▶ [TASK TO CARRY OUT]: Write out the records verbatim, beginning at the line containing "Can you spot the windmill in" and continuing through the line containing "x=102, y=57", both ends included.

▶ [AVAILABLE RECORDS]:
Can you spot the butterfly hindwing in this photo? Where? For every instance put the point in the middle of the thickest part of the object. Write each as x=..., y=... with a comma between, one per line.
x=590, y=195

--

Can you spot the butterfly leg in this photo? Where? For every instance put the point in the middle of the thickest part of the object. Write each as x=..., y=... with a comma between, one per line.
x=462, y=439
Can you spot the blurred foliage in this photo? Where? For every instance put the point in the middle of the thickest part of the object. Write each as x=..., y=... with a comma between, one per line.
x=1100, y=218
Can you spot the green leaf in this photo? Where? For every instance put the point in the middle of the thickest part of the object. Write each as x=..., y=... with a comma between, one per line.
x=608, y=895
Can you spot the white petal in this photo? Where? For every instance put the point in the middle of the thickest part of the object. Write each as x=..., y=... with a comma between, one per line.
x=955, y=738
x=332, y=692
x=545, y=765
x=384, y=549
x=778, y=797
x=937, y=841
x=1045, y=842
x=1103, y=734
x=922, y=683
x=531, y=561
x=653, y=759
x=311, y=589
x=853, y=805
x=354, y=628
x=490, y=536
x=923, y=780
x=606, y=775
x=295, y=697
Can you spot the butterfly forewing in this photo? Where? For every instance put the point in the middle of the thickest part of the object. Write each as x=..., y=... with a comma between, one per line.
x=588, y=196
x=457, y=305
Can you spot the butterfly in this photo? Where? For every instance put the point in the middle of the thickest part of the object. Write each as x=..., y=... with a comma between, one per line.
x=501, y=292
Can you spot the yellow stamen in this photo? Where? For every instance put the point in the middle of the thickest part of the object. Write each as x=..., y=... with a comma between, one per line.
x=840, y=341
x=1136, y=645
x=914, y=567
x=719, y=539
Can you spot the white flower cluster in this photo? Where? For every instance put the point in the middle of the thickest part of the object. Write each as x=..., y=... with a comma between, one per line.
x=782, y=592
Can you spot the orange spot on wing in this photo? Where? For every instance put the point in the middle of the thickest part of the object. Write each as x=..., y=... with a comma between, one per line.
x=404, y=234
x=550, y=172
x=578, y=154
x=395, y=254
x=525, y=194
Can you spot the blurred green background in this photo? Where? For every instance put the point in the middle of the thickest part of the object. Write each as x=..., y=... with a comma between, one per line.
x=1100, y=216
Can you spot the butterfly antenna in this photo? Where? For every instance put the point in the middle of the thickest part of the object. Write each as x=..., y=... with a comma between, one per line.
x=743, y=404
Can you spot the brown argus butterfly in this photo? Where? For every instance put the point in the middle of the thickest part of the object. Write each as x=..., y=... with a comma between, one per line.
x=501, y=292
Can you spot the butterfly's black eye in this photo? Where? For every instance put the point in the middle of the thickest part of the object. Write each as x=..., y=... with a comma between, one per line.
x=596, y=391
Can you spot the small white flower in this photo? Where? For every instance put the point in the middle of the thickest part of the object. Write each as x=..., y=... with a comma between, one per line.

* * *

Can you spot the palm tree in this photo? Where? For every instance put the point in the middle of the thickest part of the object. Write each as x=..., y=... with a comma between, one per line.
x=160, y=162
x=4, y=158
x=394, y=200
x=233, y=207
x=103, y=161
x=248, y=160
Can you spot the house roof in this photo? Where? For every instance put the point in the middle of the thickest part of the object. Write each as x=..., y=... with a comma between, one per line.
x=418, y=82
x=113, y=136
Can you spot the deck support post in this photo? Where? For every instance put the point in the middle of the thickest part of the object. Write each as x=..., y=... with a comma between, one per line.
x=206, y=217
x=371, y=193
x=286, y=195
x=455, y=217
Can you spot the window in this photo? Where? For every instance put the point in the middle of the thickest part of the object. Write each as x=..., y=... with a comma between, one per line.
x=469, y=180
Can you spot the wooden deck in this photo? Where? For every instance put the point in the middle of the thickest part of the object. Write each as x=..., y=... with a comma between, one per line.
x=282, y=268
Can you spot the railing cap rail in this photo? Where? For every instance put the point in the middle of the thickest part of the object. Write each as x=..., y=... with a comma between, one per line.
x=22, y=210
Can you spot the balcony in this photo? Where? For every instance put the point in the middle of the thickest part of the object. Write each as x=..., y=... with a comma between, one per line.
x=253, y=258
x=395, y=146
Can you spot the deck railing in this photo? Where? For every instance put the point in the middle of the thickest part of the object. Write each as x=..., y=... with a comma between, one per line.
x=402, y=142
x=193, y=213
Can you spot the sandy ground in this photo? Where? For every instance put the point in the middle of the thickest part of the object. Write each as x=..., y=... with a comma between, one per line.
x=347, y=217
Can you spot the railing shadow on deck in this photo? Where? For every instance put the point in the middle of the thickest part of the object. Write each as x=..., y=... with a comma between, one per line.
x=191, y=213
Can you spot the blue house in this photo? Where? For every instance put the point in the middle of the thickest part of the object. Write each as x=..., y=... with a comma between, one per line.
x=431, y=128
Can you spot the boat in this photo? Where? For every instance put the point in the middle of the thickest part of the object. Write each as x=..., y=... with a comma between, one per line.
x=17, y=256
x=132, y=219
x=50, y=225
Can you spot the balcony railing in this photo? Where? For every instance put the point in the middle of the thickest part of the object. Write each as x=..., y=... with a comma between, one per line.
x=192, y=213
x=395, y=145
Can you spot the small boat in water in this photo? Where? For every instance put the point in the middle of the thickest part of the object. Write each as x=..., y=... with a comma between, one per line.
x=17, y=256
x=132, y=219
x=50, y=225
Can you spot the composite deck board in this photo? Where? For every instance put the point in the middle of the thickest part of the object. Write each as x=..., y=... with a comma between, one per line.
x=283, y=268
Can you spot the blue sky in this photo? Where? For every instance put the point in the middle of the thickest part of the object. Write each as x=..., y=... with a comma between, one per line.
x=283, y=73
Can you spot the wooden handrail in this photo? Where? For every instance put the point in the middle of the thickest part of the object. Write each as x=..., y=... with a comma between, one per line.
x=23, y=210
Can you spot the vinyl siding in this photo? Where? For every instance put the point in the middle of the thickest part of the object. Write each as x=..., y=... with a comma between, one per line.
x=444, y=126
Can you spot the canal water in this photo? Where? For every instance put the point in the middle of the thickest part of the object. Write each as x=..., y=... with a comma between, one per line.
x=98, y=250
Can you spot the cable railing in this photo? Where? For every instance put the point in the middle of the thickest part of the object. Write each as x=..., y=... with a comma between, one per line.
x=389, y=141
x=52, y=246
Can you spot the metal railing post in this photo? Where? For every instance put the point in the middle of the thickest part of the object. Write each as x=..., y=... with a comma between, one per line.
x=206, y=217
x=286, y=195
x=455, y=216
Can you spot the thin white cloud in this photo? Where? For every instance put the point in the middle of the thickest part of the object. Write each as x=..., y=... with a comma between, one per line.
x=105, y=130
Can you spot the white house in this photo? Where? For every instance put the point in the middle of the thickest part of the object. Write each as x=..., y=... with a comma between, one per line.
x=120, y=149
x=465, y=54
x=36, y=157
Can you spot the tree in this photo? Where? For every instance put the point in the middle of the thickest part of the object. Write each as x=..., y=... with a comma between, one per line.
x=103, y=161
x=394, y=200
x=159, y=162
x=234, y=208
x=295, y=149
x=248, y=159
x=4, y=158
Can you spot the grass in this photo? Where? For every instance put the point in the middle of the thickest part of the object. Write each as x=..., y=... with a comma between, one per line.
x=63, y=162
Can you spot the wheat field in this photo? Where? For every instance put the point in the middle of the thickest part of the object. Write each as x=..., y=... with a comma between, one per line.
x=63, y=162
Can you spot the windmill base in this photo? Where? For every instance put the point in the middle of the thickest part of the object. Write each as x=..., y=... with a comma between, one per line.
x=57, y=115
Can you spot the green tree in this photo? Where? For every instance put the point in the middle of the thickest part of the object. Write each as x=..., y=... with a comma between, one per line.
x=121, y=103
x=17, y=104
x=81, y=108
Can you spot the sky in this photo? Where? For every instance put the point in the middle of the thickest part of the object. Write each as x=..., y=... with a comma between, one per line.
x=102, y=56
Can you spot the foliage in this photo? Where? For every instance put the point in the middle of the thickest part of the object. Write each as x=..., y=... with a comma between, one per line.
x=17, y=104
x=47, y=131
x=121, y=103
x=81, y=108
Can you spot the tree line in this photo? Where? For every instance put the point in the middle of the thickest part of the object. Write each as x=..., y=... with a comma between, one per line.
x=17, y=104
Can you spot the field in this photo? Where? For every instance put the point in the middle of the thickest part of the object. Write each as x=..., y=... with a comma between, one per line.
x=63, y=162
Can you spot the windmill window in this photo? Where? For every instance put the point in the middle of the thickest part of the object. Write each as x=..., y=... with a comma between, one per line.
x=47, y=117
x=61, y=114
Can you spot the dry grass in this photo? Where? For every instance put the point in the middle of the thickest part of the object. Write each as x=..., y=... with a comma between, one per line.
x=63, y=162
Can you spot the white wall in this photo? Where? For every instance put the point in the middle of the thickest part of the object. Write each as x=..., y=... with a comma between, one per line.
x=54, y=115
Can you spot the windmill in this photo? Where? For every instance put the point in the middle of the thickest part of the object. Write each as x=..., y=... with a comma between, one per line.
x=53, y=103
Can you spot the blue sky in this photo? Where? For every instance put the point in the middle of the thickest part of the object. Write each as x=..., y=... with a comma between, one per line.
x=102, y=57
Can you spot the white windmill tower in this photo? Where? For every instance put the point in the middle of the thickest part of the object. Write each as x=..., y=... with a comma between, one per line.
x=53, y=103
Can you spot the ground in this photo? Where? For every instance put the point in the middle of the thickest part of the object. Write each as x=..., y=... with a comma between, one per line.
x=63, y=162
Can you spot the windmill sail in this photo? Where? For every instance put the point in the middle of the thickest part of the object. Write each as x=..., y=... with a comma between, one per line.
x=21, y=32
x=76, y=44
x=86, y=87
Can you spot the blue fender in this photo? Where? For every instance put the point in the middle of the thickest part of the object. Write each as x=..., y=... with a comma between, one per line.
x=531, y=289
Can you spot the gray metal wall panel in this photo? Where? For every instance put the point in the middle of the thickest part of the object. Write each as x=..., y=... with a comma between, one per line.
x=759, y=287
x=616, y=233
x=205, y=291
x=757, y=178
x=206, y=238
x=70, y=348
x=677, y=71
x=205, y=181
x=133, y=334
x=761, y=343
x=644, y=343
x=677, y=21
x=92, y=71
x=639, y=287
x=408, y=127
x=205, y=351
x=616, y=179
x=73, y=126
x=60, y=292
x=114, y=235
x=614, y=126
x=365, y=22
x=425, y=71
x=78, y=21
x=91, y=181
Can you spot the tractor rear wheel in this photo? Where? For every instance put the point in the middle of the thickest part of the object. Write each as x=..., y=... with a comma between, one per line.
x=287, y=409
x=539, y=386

▶ [RESPONSE TO THIS EXERCISE]:
Can you spot the windmill in this photo? Where? For every instance put the point in the middle of the thickest part of the object. Write each as x=..., y=... with a comma between, one per line.
x=53, y=103
Can you spot the blue sky in this photo? Where? For every instance put the point in the middle of the thickest part of the object. Write each as x=..., y=... with a comma between, one per line.
x=102, y=57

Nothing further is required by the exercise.